題目要求:
[A] 請列出HDU1029解題文章中題目部分的所有英文小節標題。
[B] 在HDU1029解題文章的方法一中，數組是用哪個函數排序的？
[C] 請從HDU1029解題文章的最後一行之後接著寫下去。

節選原文:
****

HDU1029 Ignatius and the Princess IV(數組中出現次數最多的數)

題目：HDU1029

 

Ignatius and the Princess IV

Time Limit: 2000/1000 MS (Java/Others)    Memory Limit: 65536/32767 K (Java/Others)
Total Submission(s): 44112    Accepted Submission(s): 19470

Problem Description

"OK, you are not too bad, em... But you can never pass the next test." feng5166 says.

"I will tell you an odd number N, and then N integers. There will be a special integer among them, you have to tell me which integer is the special one after I tell you all the integers." feng5166 says.

"But what is the characteristic of the special integer?" Ignatius asks.

"The integer will appear at least (N+1)/2 times. If you can't find the right integer, I will kill the Princess, and you will be my dinner, too. Hahahaha....." feng5166 says.

Can you find the special integer for Ignatius?

Input

The input contains several test cases. Each test case contains two lines. The first line consists of an odd integer N(1<=N<=999999) which indicate the number of the integers feng5166 will tell our hero. The second line contains the N integers. The input is terminated by the end of file.

Output

For each test case, you have to output only one line which contains the special number you have found.

Sample Input

5 1 3 2 3 3 11 1 1 1 1 1 5 5 5 5 5 5 7 1 1 1 1 1 1 1

Sample Output

3 5 1

 

方法一：

先將所有數輸入一個數組，然後用sort函數排序，最後找出出現次數最多的數。我自己做的時候最後一步又是用結構體，又是用數組，其實只要一趟遍歷就行了。

代碼：

#include <iostream>
#include <algorithm>
using namespace std;

int a[1000000];

int main()
{
	int n;
	while (cin >> n)
	{
		for (int i = 0; i < n; i++)

****

所給資料:

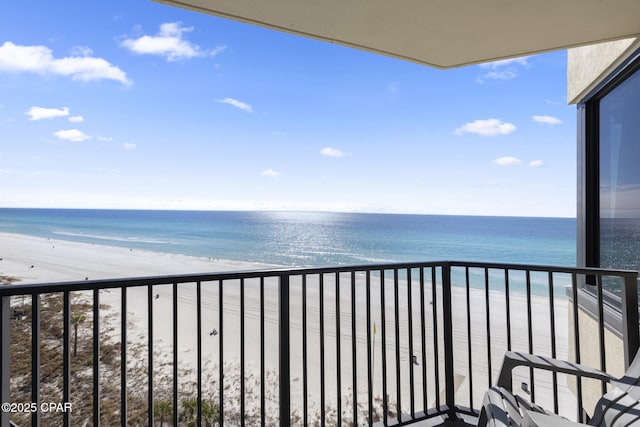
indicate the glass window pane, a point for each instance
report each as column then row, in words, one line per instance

****

逐題解答:
[A] Problem Description、Input、Output、Sample Input、Sample Output

[B] 用的是sort函數。

[C]
			cin >> a[i];
		sort(a, a + n);
		
		int value, mmax, count = 1;
		value = a[0];
		mmax = 0;
		for (int i = 1; i < n; i++)
		{
			if (a[i] == a[i-1])
				count++;
			else
			{
				if (count > mmax)
				{
					mmax = count;
					value = a[i-1];
				}
				count = 1;
			}
		}
		if (count > mmax)
		{
			mmax = count;
			value = a[n-1];
		}
		
		cout << value << endl;
	}
	
	return 0;
}

 

方法二：

其實第一次排完序之後，直接輸出數組下標爲 (n + 1) / 2 的元素就是正確答案。因爲這個數至少出現 (n + 1) / 2 次，所以排完序後改下標的元素必定是所求元素。

代碼：

#include <iostream>
#include <algorithm>
using namespace std;

int a[1000000];

int main()
{
	int n;
	while (cin >> n)
	{
		for (int i = 0; i < n; i++)
			cin >> a[i];
		sort(a, a + n);
		
		
		cout << a[(n+1)/2] << endl;
	}
	
	return 0;
}

 

方法三：

上面兩種方法都基本是O(nlogn)，而這個方法是O(n)
設置一標誌量num，按照原順序依次迭代，隨便假定一個解，如果num==ans，time++，否則time–，當time爲0時將當前num作爲新解。因爲n爲奇數，且特殊值出現次數大於一半，所以任何情況下，特殊值做爲解時的time不會小於1，所以最終的解一定就是特殊值。

代碼：

#include <iostream>
using namespace std;
 
int main()
{
	int n;
 
	while (cin >> n)
	{
		int time = 0, ans, num;
 
		while (n--)
		{
			cin >> num;
 
			if (time == 0)
			{
				ans = num;
				time++;
			}
			else
			{
				if(num == ans)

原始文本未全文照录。